== Data records
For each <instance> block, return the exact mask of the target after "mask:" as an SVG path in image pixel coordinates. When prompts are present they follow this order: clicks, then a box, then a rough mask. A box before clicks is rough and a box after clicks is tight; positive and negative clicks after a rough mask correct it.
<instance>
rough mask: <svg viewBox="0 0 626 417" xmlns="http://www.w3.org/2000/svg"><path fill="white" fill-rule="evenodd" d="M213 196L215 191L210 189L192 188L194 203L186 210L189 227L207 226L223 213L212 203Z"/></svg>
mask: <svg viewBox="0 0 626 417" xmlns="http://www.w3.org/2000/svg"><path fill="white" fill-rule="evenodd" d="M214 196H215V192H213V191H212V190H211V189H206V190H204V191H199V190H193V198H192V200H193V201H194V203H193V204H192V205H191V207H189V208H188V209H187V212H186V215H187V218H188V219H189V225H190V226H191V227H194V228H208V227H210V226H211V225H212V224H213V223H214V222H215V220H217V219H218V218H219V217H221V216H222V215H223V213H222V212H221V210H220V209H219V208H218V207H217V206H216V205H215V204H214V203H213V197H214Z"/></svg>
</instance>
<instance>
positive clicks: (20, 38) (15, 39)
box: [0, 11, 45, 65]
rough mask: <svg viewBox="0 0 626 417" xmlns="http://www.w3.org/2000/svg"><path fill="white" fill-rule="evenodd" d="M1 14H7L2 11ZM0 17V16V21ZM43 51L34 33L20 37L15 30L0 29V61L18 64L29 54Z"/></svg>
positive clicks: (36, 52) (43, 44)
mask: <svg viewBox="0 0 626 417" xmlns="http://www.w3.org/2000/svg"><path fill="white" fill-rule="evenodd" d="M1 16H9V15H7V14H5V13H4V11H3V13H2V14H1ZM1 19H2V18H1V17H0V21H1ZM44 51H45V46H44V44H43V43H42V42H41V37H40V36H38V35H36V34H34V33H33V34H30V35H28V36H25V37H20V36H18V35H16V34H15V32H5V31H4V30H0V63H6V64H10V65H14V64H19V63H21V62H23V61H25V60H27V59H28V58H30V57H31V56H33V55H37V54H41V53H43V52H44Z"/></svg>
====
Problem to solve: Nothing but the lines from the one with "14H7L2 11ZM0 17V16V21ZM43" through the last line of the entries should be repeated, and those exactly.

Output:
rough mask: <svg viewBox="0 0 626 417" xmlns="http://www.w3.org/2000/svg"><path fill="white" fill-rule="evenodd" d="M1 14H7L2 11ZM0 17V16V21ZM43 51L34 33L20 37L15 30L0 29V61L18 64L29 54Z"/></svg>
positive clicks: (36, 52) (43, 44)
mask: <svg viewBox="0 0 626 417" xmlns="http://www.w3.org/2000/svg"><path fill="white" fill-rule="evenodd" d="M1 16H9V15H7V14H5V13H4V11H3V13H2V14H1ZM1 19H2V18H1V17H0V21H1ZM44 51H45V46H44V44H43V43H42V42H41V37H40V36H38V35H36V34H34V33H33V34H30V35H28V36H25V37H20V36H18V35H16V34H15V32H5V31H4V30H0V63H6V64H10V65H14V64H19V63H21V62H23V61H25V60H27V59H28V58H30V57H31V56H33V55H37V54H41V53H43V52H44Z"/></svg>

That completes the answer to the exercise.